— Data supplied —
==========
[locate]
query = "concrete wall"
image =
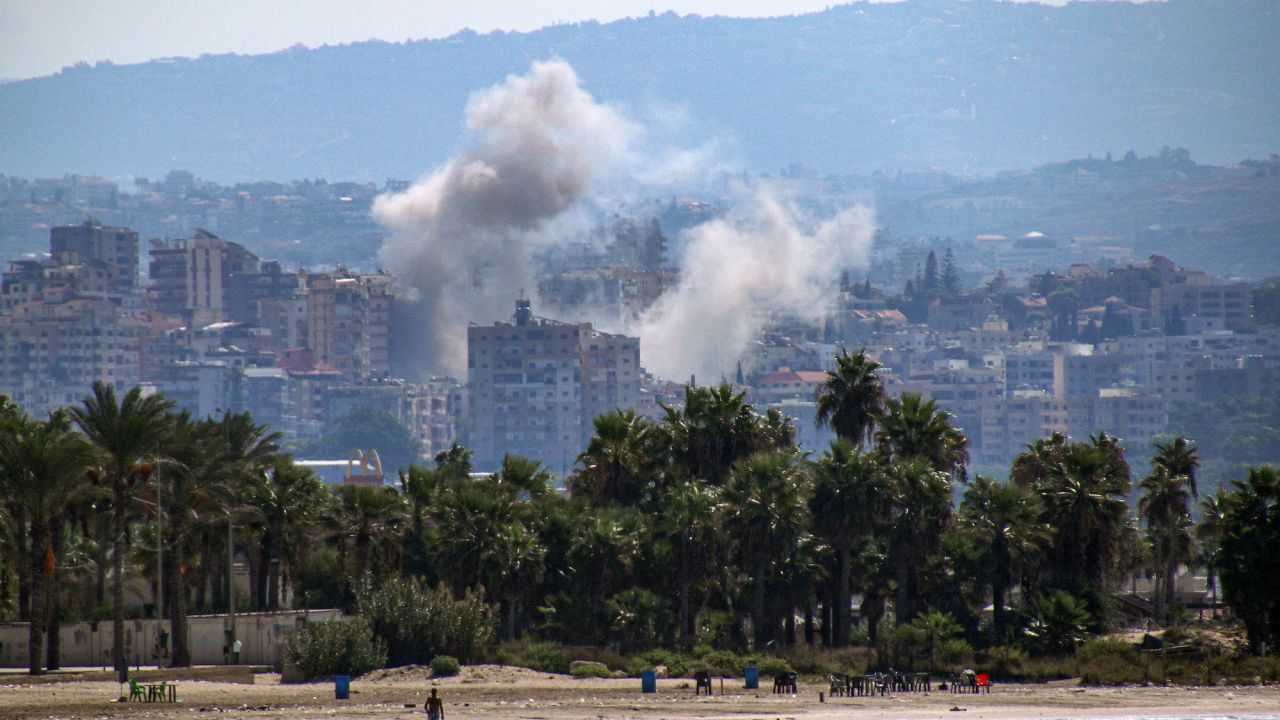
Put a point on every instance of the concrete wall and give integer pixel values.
(263, 636)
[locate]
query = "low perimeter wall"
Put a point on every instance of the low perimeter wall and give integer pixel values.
(263, 636)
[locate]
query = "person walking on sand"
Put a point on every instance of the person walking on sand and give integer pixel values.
(434, 707)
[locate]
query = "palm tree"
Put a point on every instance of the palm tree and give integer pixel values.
(196, 484)
(287, 499)
(124, 432)
(766, 514)
(690, 518)
(1005, 520)
(914, 428)
(1084, 502)
(42, 473)
(1180, 459)
(1247, 557)
(920, 510)
(851, 397)
(612, 465)
(1210, 532)
(1165, 507)
(718, 427)
(364, 523)
(850, 500)
(248, 451)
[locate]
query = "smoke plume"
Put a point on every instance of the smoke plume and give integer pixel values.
(763, 260)
(462, 236)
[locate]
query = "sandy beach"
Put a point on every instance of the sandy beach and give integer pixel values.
(511, 693)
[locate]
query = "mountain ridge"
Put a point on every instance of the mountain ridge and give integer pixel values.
(968, 87)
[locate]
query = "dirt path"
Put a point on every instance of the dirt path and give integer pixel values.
(508, 693)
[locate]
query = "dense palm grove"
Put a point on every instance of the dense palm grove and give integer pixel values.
(703, 527)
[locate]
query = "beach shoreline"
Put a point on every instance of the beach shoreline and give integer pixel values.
(513, 693)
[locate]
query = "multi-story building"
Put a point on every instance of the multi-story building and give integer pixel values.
(115, 247)
(1214, 306)
(1009, 424)
(535, 384)
(1134, 417)
(51, 352)
(348, 322)
(204, 278)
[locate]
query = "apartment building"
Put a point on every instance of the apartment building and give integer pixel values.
(535, 384)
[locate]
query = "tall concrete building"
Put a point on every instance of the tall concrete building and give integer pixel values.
(202, 278)
(535, 384)
(51, 352)
(91, 241)
(348, 320)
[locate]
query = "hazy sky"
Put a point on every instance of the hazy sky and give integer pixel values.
(40, 37)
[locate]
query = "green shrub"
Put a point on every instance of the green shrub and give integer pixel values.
(1102, 648)
(720, 661)
(955, 652)
(544, 657)
(419, 623)
(769, 665)
(444, 666)
(343, 647)
(677, 665)
(590, 671)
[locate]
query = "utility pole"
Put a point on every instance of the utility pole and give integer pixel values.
(231, 578)
(159, 540)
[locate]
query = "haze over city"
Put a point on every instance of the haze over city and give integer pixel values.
(502, 356)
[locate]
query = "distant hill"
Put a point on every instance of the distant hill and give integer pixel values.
(961, 86)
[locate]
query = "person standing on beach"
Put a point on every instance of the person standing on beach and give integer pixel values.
(434, 707)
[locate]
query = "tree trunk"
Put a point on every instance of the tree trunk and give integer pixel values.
(54, 625)
(273, 569)
(758, 623)
(842, 596)
(997, 610)
(872, 611)
(256, 574)
(828, 616)
(39, 605)
(118, 577)
(176, 597)
(685, 624)
(24, 569)
(103, 540)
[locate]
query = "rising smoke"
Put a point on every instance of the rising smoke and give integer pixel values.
(462, 236)
(758, 263)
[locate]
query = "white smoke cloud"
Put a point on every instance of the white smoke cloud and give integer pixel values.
(462, 236)
(763, 259)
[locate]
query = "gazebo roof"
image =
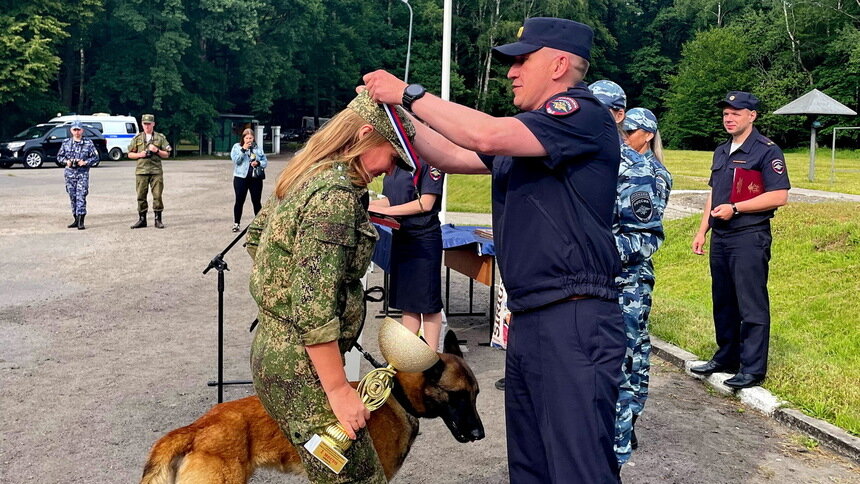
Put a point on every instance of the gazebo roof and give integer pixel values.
(815, 102)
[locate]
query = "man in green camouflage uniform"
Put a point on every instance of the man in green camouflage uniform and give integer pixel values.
(148, 148)
(310, 251)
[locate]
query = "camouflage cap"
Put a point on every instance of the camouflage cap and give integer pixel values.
(609, 94)
(375, 115)
(640, 118)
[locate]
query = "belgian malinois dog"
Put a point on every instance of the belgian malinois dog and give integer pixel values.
(233, 439)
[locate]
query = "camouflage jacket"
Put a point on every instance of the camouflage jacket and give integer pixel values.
(151, 165)
(310, 251)
(78, 150)
(643, 192)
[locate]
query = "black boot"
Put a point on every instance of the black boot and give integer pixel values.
(141, 222)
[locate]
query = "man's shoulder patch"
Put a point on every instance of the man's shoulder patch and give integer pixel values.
(561, 106)
(435, 174)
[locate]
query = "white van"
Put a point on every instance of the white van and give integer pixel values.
(117, 130)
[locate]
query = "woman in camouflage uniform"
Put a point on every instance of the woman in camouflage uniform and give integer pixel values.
(311, 244)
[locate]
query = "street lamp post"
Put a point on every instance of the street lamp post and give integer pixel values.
(408, 42)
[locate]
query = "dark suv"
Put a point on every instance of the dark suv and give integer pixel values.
(41, 143)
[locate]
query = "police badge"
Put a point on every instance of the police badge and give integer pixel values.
(642, 206)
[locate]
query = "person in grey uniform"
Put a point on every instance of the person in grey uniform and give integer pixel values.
(78, 154)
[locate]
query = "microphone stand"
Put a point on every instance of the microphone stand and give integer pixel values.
(220, 265)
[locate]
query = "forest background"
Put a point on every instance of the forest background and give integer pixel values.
(279, 60)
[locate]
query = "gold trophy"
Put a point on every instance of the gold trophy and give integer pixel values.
(404, 351)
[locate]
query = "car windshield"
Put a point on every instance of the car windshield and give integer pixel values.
(34, 132)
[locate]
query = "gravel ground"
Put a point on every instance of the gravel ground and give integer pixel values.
(108, 337)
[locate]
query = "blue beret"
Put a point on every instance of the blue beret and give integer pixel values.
(556, 33)
(609, 93)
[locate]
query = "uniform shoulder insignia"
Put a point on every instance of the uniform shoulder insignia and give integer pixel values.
(778, 166)
(435, 174)
(561, 106)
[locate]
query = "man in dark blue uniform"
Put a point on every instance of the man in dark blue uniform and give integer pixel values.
(740, 241)
(555, 170)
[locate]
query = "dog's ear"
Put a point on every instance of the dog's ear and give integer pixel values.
(452, 344)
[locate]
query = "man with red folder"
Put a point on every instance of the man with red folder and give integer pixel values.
(749, 181)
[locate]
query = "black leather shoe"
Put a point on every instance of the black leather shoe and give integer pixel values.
(713, 367)
(500, 384)
(744, 380)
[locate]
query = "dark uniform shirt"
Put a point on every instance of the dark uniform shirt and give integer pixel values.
(552, 215)
(756, 153)
(399, 187)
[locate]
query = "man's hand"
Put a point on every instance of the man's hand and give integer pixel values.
(699, 244)
(349, 409)
(723, 212)
(384, 87)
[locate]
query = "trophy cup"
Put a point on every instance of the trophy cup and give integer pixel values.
(404, 351)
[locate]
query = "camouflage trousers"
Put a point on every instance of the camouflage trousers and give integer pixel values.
(635, 300)
(77, 186)
(290, 391)
(143, 184)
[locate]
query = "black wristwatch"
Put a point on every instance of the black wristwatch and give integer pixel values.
(412, 93)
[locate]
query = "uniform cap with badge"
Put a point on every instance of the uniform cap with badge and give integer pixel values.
(739, 100)
(556, 33)
(640, 118)
(393, 125)
(609, 94)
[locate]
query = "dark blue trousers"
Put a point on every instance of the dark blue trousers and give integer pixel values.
(739, 266)
(562, 372)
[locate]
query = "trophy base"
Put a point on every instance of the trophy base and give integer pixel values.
(326, 453)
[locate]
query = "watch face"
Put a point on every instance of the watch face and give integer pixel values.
(413, 90)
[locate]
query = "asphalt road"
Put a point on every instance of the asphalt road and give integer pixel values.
(109, 335)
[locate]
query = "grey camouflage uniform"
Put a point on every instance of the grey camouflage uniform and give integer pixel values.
(643, 192)
(310, 251)
(77, 177)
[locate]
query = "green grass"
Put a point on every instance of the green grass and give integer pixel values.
(691, 169)
(815, 329)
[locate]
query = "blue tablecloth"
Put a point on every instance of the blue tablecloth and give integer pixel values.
(452, 237)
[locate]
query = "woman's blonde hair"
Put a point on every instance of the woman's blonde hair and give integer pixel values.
(337, 140)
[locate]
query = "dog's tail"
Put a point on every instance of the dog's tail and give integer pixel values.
(166, 455)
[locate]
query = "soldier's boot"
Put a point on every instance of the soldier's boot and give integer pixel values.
(141, 222)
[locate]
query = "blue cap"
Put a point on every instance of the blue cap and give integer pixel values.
(609, 94)
(739, 100)
(640, 118)
(556, 33)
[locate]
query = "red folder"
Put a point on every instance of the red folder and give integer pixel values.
(746, 184)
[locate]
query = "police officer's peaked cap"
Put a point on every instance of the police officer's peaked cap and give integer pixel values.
(739, 100)
(609, 94)
(557, 33)
(375, 115)
(640, 118)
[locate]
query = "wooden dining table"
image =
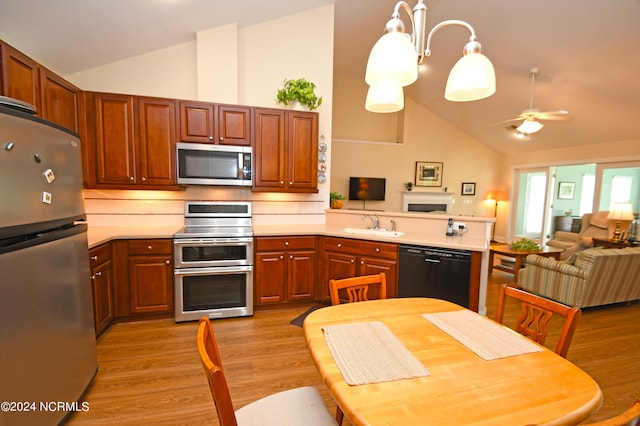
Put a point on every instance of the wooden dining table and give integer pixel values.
(461, 387)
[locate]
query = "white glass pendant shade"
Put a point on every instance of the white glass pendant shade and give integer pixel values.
(530, 125)
(385, 97)
(394, 58)
(470, 79)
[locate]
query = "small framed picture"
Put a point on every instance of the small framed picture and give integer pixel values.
(428, 173)
(566, 190)
(468, 188)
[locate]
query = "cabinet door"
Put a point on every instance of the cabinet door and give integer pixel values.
(19, 76)
(269, 149)
(151, 283)
(233, 125)
(302, 150)
(196, 122)
(337, 266)
(59, 100)
(156, 142)
(301, 273)
(370, 266)
(270, 273)
(114, 143)
(102, 280)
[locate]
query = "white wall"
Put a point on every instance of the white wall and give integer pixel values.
(264, 56)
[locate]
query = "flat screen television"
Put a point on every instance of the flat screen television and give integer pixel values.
(368, 189)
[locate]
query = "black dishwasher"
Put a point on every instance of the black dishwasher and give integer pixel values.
(434, 272)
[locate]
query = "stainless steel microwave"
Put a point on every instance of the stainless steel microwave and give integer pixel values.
(204, 164)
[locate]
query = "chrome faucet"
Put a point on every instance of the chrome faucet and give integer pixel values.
(375, 220)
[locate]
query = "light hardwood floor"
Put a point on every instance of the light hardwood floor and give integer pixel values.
(150, 373)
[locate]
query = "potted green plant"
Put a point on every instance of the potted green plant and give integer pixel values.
(337, 200)
(300, 90)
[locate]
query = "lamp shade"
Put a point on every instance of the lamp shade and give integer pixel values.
(529, 126)
(385, 97)
(621, 211)
(393, 58)
(470, 79)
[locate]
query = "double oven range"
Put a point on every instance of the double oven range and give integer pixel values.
(213, 261)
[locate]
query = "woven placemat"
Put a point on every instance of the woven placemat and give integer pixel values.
(488, 339)
(368, 352)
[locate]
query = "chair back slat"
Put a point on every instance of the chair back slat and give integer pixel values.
(535, 316)
(210, 357)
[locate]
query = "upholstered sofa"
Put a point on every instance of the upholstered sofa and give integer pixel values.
(591, 277)
(593, 226)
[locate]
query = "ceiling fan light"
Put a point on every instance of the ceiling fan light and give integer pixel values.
(471, 78)
(393, 57)
(529, 126)
(385, 97)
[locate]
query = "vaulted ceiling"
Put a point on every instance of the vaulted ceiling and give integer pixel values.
(586, 50)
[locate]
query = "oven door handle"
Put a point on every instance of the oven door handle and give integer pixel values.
(213, 242)
(216, 270)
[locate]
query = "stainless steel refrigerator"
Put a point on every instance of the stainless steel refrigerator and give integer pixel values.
(47, 340)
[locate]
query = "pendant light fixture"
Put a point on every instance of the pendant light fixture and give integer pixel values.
(394, 59)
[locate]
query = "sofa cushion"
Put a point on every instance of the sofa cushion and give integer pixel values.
(600, 220)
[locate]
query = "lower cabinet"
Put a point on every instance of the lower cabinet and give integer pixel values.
(345, 258)
(102, 286)
(285, 269)
(144, 272)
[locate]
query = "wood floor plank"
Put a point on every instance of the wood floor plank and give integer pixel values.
(150, 373)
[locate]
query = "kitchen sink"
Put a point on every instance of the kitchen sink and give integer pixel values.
(376, 232)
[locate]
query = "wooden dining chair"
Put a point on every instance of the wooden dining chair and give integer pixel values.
(357, 288)
(630, 417)
(299, 406)
(535, 315)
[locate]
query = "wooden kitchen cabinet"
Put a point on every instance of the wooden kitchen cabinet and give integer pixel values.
(345, 258)
(150, 267)
(285, 150)
(133, 145)
(102, 281)
(204, 122)
(285, 269)
(24, 79)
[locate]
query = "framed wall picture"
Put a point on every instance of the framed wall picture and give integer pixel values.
(468, 188)
(428, 173)
(566, 190)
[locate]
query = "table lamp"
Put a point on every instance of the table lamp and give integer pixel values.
(620, 212)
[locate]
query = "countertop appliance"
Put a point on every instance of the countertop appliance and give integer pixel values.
(213, 261)
(434, 272)
(212, 164)
(48, 356)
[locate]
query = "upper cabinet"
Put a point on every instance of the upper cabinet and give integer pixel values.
(205, 122)
(133, 145)
(285, 150)
(55, 98)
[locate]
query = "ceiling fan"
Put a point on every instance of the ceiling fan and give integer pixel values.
(531, 117)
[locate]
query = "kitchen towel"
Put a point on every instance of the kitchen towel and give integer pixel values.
(488, 339)
(368, 352)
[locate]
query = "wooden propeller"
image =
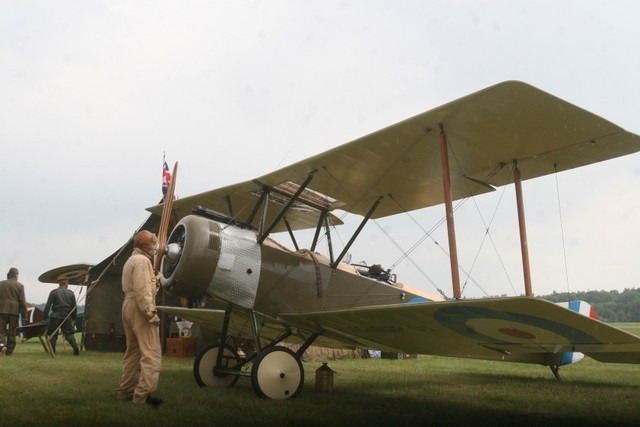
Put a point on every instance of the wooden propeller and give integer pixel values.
(163, 232)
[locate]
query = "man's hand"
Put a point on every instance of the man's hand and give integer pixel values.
(155, 320)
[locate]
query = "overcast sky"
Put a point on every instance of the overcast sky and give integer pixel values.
(93, 92)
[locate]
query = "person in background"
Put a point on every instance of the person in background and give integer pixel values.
(143, 357)
(12, 304)
(61, 311)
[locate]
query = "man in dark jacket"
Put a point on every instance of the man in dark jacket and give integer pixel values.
(61, 309)
(12, 303)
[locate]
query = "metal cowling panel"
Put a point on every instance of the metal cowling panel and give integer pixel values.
(238, 273)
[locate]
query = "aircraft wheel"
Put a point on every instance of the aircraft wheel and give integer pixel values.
(277, 373)
(206, 361)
==========
— Stated task —
From the items above, extract each line that includes the string "wristwatch", and reproduce every such line in full.

— Final answer —
query = "black wristwatch"
Put a point on every instance of the black wristwatch and give integer pixel values.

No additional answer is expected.